▸ Task goal: Give only the number of lines in the following entries where "basketball" appears.

▸ Record set:
########
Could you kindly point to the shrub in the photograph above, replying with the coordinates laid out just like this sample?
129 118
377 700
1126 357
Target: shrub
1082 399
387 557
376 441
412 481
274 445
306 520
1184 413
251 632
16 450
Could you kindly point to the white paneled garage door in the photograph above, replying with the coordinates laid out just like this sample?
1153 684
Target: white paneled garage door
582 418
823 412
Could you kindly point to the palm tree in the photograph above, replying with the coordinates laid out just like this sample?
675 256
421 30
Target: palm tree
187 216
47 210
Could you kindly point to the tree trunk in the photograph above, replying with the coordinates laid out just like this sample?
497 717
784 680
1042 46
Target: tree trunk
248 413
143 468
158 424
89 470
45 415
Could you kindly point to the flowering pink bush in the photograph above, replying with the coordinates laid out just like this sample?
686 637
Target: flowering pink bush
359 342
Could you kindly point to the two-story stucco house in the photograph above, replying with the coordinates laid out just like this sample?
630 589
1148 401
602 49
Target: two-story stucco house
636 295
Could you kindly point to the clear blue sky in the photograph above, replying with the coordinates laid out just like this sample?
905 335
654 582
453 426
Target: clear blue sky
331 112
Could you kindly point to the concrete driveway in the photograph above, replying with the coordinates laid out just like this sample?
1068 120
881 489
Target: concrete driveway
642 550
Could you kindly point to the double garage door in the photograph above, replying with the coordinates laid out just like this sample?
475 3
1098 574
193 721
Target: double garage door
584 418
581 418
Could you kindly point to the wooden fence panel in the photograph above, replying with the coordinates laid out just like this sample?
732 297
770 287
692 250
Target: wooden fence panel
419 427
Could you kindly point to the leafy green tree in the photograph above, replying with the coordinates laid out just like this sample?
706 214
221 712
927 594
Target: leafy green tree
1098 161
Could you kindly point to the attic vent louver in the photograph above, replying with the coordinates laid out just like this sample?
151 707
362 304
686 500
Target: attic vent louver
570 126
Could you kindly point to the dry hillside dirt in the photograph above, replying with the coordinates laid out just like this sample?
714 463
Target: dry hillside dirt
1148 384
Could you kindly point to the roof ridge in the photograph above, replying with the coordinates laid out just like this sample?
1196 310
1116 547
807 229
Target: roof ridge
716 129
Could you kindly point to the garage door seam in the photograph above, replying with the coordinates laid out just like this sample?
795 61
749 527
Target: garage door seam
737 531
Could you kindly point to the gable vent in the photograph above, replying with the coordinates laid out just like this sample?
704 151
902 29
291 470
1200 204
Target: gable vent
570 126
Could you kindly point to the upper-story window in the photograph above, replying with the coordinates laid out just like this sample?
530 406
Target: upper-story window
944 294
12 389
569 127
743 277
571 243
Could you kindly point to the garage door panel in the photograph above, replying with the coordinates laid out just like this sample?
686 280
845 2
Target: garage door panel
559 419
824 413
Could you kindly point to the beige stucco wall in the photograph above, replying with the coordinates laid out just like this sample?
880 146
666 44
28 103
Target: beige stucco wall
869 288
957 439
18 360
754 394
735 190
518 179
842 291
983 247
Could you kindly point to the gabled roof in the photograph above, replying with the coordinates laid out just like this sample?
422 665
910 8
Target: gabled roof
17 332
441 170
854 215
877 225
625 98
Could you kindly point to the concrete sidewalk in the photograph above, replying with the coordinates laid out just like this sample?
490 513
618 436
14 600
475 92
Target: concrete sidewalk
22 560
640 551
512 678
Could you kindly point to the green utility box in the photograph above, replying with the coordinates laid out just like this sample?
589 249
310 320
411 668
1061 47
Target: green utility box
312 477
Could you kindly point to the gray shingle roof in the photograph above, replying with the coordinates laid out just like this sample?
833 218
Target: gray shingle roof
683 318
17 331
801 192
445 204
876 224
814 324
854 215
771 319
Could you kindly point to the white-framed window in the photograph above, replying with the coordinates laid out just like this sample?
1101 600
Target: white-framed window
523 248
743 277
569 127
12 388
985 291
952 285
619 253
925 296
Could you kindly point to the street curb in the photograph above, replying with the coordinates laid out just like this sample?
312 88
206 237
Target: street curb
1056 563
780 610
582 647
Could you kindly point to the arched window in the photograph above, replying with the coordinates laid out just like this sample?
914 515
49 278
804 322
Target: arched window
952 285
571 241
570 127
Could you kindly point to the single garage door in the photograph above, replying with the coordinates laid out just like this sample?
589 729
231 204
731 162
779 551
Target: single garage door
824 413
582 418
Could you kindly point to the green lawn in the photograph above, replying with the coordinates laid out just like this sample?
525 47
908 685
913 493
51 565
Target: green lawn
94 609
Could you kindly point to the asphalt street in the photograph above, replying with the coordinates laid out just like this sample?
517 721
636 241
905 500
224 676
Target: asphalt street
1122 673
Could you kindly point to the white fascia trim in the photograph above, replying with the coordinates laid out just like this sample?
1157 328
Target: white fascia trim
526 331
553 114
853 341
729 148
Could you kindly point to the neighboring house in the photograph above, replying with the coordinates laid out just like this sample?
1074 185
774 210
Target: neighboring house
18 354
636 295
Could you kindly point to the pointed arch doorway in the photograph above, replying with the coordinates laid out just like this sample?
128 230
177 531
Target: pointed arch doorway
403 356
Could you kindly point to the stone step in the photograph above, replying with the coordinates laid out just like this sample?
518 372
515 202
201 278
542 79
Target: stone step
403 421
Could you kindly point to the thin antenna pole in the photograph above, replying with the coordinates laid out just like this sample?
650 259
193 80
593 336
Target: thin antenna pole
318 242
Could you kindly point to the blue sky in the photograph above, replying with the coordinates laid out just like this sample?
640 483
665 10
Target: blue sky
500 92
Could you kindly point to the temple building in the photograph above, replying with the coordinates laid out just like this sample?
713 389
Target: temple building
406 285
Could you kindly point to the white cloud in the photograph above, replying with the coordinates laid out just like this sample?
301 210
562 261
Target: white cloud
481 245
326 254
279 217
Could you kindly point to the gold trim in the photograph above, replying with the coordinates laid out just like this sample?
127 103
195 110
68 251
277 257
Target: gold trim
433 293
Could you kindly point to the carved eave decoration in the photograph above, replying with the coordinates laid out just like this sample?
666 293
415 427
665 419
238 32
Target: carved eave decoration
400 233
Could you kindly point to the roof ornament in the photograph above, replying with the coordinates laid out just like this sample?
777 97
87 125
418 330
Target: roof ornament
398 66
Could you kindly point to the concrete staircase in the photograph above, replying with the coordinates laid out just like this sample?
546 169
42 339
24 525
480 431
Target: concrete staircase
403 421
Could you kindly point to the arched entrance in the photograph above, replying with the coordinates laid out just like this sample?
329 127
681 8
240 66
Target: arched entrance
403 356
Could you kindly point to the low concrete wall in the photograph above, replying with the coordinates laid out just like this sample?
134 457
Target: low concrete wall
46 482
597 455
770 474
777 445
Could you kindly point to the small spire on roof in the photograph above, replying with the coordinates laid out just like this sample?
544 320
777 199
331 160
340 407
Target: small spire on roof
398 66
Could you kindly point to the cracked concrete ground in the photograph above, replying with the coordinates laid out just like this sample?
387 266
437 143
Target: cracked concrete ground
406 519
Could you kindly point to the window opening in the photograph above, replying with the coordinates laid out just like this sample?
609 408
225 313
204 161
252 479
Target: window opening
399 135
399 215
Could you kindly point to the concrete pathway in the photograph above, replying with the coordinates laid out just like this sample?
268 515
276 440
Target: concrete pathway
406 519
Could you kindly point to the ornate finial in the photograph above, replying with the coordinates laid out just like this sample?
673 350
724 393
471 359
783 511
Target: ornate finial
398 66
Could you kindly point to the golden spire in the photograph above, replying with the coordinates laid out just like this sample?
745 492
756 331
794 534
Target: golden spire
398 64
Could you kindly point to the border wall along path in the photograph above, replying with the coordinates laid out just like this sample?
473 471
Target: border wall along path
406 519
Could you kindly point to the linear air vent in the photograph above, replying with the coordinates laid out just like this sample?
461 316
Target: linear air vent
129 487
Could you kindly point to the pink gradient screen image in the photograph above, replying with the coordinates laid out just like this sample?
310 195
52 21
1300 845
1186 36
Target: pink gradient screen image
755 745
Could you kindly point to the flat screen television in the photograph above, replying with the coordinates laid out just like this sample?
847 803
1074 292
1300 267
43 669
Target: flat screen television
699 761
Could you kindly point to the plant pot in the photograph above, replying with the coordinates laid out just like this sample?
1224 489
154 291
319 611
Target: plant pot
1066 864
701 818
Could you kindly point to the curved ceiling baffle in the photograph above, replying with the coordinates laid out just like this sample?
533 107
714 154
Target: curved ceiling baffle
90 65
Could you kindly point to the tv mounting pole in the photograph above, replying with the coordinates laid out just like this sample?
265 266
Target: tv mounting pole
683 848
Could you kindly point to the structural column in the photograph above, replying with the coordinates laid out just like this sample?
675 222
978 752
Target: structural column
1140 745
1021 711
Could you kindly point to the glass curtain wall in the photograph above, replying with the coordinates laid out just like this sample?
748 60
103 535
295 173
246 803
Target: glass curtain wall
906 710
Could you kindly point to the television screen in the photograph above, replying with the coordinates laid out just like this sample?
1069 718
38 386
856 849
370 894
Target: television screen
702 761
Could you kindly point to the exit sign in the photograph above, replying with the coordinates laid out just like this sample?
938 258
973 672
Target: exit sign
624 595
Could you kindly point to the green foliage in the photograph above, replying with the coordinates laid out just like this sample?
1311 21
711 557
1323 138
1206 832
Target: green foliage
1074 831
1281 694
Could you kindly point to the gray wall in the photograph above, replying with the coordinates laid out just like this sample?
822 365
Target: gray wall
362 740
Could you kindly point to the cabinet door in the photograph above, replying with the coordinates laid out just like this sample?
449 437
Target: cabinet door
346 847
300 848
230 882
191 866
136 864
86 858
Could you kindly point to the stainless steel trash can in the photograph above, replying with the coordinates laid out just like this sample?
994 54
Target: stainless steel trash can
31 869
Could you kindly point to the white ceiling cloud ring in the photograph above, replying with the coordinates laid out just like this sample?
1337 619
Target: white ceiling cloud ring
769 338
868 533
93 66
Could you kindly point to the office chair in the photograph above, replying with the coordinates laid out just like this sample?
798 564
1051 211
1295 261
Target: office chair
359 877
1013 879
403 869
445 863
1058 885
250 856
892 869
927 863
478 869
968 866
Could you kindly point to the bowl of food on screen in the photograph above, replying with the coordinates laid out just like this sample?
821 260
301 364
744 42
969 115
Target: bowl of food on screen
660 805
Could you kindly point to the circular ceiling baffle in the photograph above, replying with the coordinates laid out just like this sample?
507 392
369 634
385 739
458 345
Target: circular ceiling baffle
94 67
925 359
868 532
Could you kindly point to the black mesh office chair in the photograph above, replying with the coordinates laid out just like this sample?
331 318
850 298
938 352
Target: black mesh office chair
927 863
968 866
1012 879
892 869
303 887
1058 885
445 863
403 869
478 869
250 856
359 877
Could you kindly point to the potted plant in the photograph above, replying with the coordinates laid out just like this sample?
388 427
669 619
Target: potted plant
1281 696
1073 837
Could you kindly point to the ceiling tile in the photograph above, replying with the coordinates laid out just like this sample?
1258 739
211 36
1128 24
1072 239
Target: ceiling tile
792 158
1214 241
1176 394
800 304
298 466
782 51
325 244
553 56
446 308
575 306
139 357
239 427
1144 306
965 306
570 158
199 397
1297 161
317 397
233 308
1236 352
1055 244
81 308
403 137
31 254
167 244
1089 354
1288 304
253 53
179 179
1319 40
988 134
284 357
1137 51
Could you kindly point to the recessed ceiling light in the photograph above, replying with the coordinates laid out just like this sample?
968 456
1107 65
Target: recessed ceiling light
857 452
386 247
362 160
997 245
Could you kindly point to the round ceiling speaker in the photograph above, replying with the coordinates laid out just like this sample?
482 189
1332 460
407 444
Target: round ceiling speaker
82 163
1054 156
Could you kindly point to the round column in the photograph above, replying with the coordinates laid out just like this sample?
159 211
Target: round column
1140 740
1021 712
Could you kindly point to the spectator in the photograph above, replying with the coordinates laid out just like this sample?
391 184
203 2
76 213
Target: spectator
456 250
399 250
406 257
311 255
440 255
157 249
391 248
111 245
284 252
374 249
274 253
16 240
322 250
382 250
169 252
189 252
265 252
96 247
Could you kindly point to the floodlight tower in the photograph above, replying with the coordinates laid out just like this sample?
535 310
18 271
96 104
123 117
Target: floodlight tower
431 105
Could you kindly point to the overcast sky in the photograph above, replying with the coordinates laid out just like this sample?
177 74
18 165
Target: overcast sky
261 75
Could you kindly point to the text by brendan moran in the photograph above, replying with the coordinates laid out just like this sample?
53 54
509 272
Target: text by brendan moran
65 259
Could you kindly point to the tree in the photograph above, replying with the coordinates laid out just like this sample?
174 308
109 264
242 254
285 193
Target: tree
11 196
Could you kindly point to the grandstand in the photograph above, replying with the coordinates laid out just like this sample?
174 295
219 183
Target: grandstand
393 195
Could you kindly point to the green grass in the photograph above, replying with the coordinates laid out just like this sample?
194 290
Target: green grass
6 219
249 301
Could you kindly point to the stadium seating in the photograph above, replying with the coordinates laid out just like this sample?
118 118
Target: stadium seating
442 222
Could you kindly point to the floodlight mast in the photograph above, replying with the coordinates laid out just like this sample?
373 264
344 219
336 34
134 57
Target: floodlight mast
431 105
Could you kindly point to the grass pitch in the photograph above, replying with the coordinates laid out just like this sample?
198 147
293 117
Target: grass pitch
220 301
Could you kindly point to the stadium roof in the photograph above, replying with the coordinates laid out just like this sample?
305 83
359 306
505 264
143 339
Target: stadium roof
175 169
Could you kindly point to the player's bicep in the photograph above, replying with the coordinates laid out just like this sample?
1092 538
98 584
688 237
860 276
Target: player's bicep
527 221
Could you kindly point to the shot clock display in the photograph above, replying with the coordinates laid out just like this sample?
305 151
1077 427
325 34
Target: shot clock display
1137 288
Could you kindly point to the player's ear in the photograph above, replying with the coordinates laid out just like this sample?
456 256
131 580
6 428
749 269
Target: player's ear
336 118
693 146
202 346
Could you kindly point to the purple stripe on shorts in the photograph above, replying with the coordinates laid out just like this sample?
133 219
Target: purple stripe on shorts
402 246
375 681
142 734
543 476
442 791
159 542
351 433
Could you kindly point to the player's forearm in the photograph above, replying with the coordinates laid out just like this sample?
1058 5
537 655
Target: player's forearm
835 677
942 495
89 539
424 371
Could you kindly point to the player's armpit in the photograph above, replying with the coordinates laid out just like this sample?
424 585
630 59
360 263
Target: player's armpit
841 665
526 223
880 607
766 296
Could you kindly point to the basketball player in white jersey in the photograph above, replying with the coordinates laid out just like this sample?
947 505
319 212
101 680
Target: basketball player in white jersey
########
▸ Written solution: 2